指示:
森翼のインタビュー記事のうち、「誰ひとり彼を知らない未知の世界に飛び込むのに、どれだけ勇気が要っただろうか。」という語句を含む箇所で始まり「いうところにもあったんかな」」で終わる部分を、一字一句変えずに書き写してください。

MIMIZUQにヴォーカルとして加入後、バンドの魅力をますます広げ、
シンガーソングライターとしても長く活動を続けている森 翼。
ステージで自由奔放に音楽を楽しむ姿を目にしていても、
さすがに「タイに行く!」という言葉には驚いた。
誰ひとり彼を知らない未知の世界に飛び込むのに、どれだけ勇気が要っただろうか。
それでも11月17日には、TSUBASA MORI×COCONUT SUNDAYとして
ミニアルバム『DON’T THINK』をリリースし、タイでの活動を形にして見せてくれた。
どんな思いで海を渡り、そこで何を目にして、何を感じたのか。
タイでの活動をじっくり振り返るパーソナルインタビューです。
もっとスピードアップしたかったから、無茶なことをする
●タイに行くと決めたのが、ちょうど1年ぐらい前、2022年秋ぐらいだとか。
「ほんまにただ挑戦として、海外で生活したいと思ったんです。誰も自分を知らないところに行きたかったし、行ったことのない国に行ってみたかったし。タイでないといけないわけじゃなかったですね」
●自分のことを誰も知らない国に行きたかったのは、ひとりになりたかったから?
「そうやと思いますね。たぶん頭が疲れてたんやと思います。普段、何かを見たり、声が聞こえてきたりすると、そこから勝手に連想ゲームみたいなことを頭でやってしまうんです。例えば、ここにあるメニューの“レトロ”っていう文字を見ると、“レトロと言えば…”っていうふうに、連想ゲームをするのがちっちゃい頃から癖なんです。それはライヴでは役に立つんですけど、気づいてないうちに疲れてたんだと思います。タイに行ってみたら、タイ語の文字はわからへんし、人が喋ってるのもわからへんから、連想ゲームがピタッと止まって、頭がすごいすっきりしたんです。だから、誰も自分を知らないところに飛び込みたかった理由は、そういうところにもあったんかな」

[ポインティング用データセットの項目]
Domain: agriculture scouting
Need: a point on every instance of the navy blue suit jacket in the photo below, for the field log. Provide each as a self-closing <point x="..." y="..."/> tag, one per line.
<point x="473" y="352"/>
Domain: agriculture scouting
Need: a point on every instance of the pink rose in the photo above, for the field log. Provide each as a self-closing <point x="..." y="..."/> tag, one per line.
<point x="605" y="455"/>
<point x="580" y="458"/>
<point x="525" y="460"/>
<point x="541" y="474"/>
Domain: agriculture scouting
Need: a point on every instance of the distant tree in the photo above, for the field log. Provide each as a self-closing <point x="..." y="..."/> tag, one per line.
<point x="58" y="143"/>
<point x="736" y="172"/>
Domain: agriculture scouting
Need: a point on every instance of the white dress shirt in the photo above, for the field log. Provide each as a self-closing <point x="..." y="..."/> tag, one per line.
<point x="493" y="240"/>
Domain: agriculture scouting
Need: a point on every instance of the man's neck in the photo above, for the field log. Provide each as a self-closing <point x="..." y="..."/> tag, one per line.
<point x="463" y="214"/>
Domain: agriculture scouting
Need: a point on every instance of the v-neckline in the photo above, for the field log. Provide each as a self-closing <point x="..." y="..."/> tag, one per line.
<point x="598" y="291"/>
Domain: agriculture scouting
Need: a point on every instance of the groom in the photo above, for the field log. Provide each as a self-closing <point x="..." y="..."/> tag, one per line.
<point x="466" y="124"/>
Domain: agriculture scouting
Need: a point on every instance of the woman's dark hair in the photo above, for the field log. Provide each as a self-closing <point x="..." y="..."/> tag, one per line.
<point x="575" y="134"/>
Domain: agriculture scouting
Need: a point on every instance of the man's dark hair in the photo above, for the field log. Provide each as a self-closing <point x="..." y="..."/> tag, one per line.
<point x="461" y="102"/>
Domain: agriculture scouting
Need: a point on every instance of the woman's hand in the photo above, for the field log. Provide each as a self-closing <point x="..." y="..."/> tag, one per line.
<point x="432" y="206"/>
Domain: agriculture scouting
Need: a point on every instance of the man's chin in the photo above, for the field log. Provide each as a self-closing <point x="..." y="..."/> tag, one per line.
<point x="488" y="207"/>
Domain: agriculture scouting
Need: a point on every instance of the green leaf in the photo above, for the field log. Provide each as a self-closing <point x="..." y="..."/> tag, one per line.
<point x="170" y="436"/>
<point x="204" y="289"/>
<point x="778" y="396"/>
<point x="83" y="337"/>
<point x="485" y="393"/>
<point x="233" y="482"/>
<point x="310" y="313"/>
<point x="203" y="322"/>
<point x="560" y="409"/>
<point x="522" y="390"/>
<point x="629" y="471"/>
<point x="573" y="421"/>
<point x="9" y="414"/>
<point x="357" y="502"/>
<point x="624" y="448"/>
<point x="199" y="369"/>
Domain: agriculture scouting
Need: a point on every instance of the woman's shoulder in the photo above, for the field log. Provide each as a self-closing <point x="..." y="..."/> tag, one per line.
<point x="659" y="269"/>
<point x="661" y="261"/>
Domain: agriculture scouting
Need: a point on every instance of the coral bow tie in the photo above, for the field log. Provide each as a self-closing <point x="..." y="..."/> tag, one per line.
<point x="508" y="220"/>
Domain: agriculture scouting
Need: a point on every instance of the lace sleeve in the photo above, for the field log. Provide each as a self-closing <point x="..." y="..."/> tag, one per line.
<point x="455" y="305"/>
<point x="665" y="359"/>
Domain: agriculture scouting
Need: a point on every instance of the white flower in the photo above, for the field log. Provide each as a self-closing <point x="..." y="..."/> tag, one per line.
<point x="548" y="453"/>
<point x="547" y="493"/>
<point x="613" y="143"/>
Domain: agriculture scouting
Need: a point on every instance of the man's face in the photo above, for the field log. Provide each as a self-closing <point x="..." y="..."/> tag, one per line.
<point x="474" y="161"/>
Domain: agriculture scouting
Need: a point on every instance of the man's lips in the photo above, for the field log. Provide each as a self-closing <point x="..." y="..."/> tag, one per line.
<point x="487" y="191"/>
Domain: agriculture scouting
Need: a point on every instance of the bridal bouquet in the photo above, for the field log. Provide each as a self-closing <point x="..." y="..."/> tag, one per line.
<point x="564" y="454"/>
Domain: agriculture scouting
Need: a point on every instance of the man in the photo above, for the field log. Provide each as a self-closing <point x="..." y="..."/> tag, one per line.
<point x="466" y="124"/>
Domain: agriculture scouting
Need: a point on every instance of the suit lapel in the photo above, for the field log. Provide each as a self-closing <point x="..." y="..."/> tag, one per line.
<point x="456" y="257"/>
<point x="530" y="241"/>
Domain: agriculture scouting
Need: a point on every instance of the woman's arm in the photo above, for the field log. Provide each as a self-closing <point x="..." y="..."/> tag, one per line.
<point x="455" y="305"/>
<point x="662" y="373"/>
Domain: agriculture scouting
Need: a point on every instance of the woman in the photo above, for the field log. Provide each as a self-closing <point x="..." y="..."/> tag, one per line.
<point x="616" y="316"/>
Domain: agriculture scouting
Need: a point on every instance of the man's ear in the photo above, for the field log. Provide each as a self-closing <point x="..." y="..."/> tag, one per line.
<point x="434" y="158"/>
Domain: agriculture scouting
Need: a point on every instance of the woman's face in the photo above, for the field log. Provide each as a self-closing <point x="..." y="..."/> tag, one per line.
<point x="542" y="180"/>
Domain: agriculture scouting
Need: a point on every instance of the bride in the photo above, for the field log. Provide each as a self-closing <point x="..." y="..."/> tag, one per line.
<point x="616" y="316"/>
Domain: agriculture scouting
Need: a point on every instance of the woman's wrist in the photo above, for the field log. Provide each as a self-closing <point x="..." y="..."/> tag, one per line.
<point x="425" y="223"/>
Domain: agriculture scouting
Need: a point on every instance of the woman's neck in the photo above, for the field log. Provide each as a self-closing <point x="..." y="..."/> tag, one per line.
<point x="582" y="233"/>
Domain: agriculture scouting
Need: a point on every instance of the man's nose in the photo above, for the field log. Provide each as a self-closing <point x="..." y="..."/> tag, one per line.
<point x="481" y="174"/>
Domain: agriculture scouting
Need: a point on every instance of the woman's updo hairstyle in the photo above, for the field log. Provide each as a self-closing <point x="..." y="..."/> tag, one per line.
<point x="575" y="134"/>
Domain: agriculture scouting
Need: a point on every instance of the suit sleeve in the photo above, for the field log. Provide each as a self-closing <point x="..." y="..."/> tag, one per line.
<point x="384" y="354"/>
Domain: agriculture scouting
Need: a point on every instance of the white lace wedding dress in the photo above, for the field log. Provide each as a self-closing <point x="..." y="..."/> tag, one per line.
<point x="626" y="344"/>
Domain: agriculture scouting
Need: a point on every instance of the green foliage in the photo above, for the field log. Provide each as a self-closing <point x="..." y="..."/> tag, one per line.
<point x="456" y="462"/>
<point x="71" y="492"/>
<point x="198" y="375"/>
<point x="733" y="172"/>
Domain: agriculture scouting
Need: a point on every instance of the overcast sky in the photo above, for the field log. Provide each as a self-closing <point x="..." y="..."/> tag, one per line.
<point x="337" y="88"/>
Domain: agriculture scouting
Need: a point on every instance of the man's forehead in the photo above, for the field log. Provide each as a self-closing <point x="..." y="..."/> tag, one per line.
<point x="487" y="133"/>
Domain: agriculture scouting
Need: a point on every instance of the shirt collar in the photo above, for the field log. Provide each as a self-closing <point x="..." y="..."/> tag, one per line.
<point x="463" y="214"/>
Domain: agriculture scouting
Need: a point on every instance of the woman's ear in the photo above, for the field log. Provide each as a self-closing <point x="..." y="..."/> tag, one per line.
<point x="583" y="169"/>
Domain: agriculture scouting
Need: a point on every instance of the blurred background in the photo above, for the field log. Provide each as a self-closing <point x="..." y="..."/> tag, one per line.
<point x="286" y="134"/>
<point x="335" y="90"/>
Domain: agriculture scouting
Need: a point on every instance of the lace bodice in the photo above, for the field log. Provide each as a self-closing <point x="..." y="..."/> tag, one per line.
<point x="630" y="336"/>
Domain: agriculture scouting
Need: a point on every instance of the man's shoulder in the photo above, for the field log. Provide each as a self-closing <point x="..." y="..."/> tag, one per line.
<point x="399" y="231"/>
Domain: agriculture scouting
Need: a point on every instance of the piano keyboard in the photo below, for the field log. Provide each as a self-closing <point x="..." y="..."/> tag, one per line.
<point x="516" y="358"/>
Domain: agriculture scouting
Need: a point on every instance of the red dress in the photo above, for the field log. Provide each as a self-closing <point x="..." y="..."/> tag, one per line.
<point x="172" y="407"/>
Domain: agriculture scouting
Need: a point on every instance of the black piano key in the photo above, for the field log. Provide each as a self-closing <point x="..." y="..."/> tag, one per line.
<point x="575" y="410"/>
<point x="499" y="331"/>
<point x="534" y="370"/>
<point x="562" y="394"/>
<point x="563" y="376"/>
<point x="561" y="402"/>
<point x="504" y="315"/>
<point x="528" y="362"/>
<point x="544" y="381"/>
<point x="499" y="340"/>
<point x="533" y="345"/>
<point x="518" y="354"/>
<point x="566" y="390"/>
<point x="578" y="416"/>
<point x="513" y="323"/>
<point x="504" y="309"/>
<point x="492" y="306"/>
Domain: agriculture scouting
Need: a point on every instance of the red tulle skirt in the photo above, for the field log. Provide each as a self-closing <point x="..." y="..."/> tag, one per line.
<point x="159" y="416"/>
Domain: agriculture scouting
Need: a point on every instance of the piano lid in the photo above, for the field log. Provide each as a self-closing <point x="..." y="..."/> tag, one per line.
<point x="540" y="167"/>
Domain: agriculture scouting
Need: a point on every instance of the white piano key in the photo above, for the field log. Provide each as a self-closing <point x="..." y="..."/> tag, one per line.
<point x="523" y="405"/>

解答:
誰ひとり彼を知らない未知の世界に飛び込むのに、どれだけ勇気が要っただろうか。
それでも11月17日には、TSUBASA MORI×COCONUT SUNDAYとして
ミニアルバム『DON’T THINK』をリリースし、タイでの活動を形にして見せてくれた。
どんな思いで海を渡り、そこで何を目にして、何を感じたのか。
タイでの活動をじっくり振り返るパーソナルインタビューです。
もっとスピードアップしたかったから、無茶なことをする
●タイに行くと決めたのが、ちょうど1年ぐらい前、2022年秋ぐらいだとか。
「ほんまにただ挑戦として、海外で生活したいと思ったんです。誰も自分を知らないところに行きたかったし、行ったことのない国に行ってみたかったし。タイでないといけないわけじゃなかったですね」
●自分のことを誰も知らない国に行きたかったのは、ひとりになりたかったから?
「そうやと思いますね。たぶん頭が疲れてたんやと思います。普段、何かを見たり、声が聞こえてきたりすると、そこから勝手に連想ゲームみたいなことを頭でやってしまうんです。例えば、ここにあるメニューの“レトロ”っていう文字を見ると、“レトロと言えば…”っていうふうに、連想ゲームをするのがちっちゃい頃から癖なんです。それはライヴでは役に立つんですけど、気づいてないうちに疲れてたんだと思います。タイに行ってみたら、タイ語の文字はわからへんし、人が喋ってるのもわからへんから、連想ゲームがピタッと止まって、頭がすごいすっきりしたんです。だから、誰も自分を知らないところに飛び込みたかった理由は、そういうところにもあったんかな」